TASK TO COMPLETE> The finished copy should match every record exactly and contain no pictures.

BEGIN DATA IN THIS EXERCISE

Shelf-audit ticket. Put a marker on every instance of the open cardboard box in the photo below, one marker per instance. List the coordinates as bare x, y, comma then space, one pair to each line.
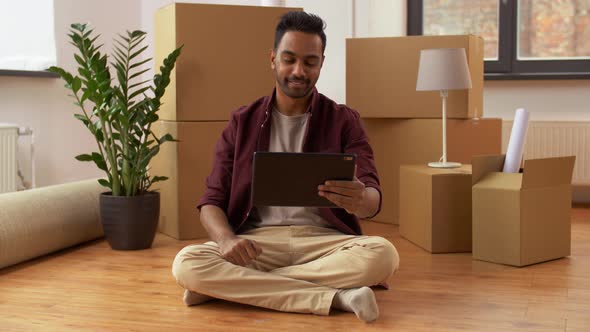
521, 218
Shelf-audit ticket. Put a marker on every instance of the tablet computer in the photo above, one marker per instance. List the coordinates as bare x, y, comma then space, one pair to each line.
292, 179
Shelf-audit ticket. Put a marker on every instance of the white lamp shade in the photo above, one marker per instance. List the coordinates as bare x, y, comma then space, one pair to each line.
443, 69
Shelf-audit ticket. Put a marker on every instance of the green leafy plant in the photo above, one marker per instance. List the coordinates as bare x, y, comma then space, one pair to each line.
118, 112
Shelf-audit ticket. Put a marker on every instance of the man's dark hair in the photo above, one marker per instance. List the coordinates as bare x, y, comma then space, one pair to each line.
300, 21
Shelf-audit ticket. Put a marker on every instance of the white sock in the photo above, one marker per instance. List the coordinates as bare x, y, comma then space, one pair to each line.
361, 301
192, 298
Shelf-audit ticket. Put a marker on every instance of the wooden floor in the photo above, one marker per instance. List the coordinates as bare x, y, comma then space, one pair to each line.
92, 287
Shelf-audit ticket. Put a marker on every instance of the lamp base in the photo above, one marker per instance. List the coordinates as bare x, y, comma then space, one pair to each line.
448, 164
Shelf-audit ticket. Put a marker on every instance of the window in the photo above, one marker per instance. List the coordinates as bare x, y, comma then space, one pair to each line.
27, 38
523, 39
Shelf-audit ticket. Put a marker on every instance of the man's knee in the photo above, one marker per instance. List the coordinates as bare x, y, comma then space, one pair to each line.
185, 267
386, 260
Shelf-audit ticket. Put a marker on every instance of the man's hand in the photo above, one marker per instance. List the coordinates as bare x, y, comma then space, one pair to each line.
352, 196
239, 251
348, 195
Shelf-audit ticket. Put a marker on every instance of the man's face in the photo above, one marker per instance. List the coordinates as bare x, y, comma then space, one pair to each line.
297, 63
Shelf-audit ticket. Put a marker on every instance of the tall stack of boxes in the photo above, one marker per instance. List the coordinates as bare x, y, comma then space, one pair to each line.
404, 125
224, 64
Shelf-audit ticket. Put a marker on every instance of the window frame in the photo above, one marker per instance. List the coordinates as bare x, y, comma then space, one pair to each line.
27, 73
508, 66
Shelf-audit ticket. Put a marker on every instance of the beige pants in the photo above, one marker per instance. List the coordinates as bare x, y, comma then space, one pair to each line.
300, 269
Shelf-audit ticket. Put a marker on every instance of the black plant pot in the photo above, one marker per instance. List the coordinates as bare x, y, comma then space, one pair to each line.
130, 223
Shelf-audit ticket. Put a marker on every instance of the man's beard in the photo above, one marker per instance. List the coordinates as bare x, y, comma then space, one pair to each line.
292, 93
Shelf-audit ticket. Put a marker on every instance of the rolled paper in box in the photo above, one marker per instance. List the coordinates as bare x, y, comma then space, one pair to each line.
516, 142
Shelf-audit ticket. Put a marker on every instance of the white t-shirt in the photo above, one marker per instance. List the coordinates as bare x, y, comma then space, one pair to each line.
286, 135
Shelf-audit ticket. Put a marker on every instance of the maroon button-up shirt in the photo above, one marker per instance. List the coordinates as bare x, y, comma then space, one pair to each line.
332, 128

END DATA IN THIS EXERCISE

ANSWER SPACE>
Shelf-audit ticket. Put a marker on every instance of the open cardboard box in the photo below, one marker per instance. List the coordinates as bare x, y, comma then space, one pair to each line.
521, 218
Shelf-audit ticket. Put a marker on every instance of the tablet computer in the photo above, one marker per instance. List the coordinates as bare x, y, comma then space, one pair to each line.
292, 179
Shelf-audit ticket. Put a marker on every instance of the white lamp shade in the photo above, one marker per instance. List the coordinates as bare x, y, comma then space, one pair to each line.
443, 69
Shelf-audit ticket. Put a marker on every instance of the green leafy plant in the photo above, one marker per instance. List the coordinates as bare x, y, comma then space, one pair to each line.
118, 112
Shelf-audit ticket. Put a marker on every instance of the man's dark hair in the photo above, one marker per instance. List the coordinates as bare x, y, comma then space, one pair to each line.
300, 21
Shelf-audit ticket. Put a marker on every instance of the white sock in the photo above, one marker per instance. List the coordinates as bare x, y, comma then space, one pair to each line.
361, 301
192, 298
Shelf-audit ticket. Put a marker on every instance of the wooden floor in the photo above, one marker per instance. List the coordinates as bare x, y, comma then space, one pair to each line.
92, 287
Shelf-audit ticket. Put a marker on every instance of the lamp base in the photo above, one marker per instance. List the coordinates as bare x, y, comma then space, one pair to each line.
448, 164
Shelf-audit ticket. Put a marker on every instance of the window in the photo above, one marker per instance. List the coordinates as bare x, y, comma then space, one pair to each line.
27, 38
523, 39
Shelf-audit ticket. Put a marker on every instance of the man's knee in the photo above, one marker per instance. List the coordinates as bare x, y, comma then space, one pair to each line.
185, 267
386, 260
Shelf-audit ticket. Put a marker on every instance of the man's hand in the photo above, one marker per instance. List the coordinates as bare x, y, comma then space, one pair to each line.
352, 196
239, 251
348, 195
Shelf-audit ticket. Put a marker on every instance of the man's face in the photo above, one marker per instance. List the coordinates as bare x, y, comma then space, one pair to each line.
297, 63
Shelf-audit ticket. Put a marker on every instance of the tall stack of boxes in the photo above, one marker per instance. List the coordinates as bare x, y, comma then space, one pair to each line.
404, 125
224, 64
Shelf-audit ticket. Put a marker on every instance of the window frame in the photo above, one marker per instance. List the coordinates as bare x, y, comma then space, one pair to each line.
27, 73
508, 66
Shelf-audit ticket. Put a marker on every instance of the beige pants in the photo above, one marker per instance. List the coordinates as bare x, y, comma then space, one pair to each line.
300, 269
Shelf-audit ticket. Put a marker on every instance of the black plant pot in the photo above, one marker per instance. List the coordinates as bare x, y, comma then space, one pair to each line.
130, 223
Shelf-audit ticket. Put a marker on every instance of the man's beard in the photo above, one marker per instance. List the coordinates as bare x, y, comma then space, one pair to each line.
292, 93
Shelf-audit ticket. Put a marker on every instance of the rolled paper in box in the photo above, one marker per instance. List the coordinates as bare x, y, comma then space, one pair to each line.
516, 142
Shelf-audit ticket. Put a marker on every instance of the white t-shirt in the photo above, one marker per instance. List the coordinates as bare x, y, comma then space, one pair to each line.
286, 135
Shelf-audit ticket. Put a marker on every instance of the maroon button-up shirt in the photo above, one marker per instance. List the coordinates as bare x, y, comma then space, one pair to each line.
332, 128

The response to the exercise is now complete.